Write out again only the lines running from the one that contains "[[168, 225], [265, 127], [176, 331], [119, 388]]" to the end of the records below, including both the first and the last.

● AVAILABLE DATA:
'''

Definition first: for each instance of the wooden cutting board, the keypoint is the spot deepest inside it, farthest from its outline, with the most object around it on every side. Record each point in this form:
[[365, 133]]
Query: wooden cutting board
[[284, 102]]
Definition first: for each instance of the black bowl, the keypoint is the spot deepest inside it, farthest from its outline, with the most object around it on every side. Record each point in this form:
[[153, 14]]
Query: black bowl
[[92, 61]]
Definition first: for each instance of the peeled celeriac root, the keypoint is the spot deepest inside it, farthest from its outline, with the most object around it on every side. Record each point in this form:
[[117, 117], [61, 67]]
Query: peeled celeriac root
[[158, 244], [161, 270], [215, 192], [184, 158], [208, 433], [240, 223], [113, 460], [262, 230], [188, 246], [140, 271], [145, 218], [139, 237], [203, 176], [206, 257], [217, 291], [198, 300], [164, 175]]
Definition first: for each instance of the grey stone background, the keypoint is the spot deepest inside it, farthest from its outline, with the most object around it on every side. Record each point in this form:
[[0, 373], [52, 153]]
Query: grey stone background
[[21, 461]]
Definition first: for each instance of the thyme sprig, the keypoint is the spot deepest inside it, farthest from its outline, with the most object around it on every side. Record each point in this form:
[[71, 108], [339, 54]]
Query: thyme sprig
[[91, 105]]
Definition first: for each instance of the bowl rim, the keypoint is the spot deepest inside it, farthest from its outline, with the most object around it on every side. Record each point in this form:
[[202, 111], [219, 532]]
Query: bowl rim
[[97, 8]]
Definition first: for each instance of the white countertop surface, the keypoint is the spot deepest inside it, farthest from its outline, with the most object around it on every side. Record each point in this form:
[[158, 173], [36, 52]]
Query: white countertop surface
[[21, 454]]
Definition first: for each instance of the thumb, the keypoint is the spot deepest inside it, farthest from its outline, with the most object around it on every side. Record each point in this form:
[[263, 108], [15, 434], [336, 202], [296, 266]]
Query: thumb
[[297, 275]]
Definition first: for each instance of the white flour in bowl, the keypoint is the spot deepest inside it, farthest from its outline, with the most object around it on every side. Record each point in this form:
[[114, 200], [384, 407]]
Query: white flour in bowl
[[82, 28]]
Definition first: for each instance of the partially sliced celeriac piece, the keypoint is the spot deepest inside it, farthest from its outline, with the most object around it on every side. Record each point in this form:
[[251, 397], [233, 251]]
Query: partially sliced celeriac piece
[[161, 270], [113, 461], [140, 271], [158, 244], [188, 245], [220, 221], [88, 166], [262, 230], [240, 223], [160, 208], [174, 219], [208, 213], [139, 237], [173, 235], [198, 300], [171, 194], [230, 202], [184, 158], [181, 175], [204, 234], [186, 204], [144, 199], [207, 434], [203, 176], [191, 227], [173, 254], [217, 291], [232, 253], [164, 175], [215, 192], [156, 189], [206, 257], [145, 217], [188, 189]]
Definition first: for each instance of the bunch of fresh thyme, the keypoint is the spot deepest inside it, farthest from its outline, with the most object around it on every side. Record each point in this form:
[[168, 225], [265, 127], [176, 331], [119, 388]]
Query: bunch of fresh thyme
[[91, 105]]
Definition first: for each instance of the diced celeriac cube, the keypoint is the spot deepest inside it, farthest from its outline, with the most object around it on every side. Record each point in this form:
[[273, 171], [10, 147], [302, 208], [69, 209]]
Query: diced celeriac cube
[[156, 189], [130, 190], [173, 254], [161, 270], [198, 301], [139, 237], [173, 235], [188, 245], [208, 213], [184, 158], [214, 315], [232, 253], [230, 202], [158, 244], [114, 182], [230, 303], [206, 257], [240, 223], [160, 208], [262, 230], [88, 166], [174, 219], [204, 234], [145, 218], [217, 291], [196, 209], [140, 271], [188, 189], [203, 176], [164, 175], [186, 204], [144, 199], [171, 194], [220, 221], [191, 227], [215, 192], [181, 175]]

'''

● TASK RESULT:
[[168, 225], [265, 127], [176, 331], [119, 388]]
Query: bunch of fresh thyme
[[91, 105]]
Definition first: for each instance of the diced celeriac cube, the keypoint is the spot deepest inside it, farthest from its outline, with the most object around it on every side. Record each point in this form:
[[273, 171], [10, 147], [302, 208], [69, 209]]
Query: diced celeriac cube
[[156, 189], [130, 190], [173, 254], [161, 270], [198, 301], [139, 237], [173, 235], [188, 245], [208, 213], [184, 158], [214, 315], [232, 253], [230, 202], [158, 244], [114, 182], [230, 303], [206, 257], [240, 223], [160, 208], [262, 230], [88, 166], [174, 219], [204, 234], [145, 218], [217, 291], [196, 209], [140, 271], [188, 189], [203, 176], [164, 175], [186, 204], [144, 199], [171, 194], [220, 221], [191, 227], [215, 192], [181, 175]]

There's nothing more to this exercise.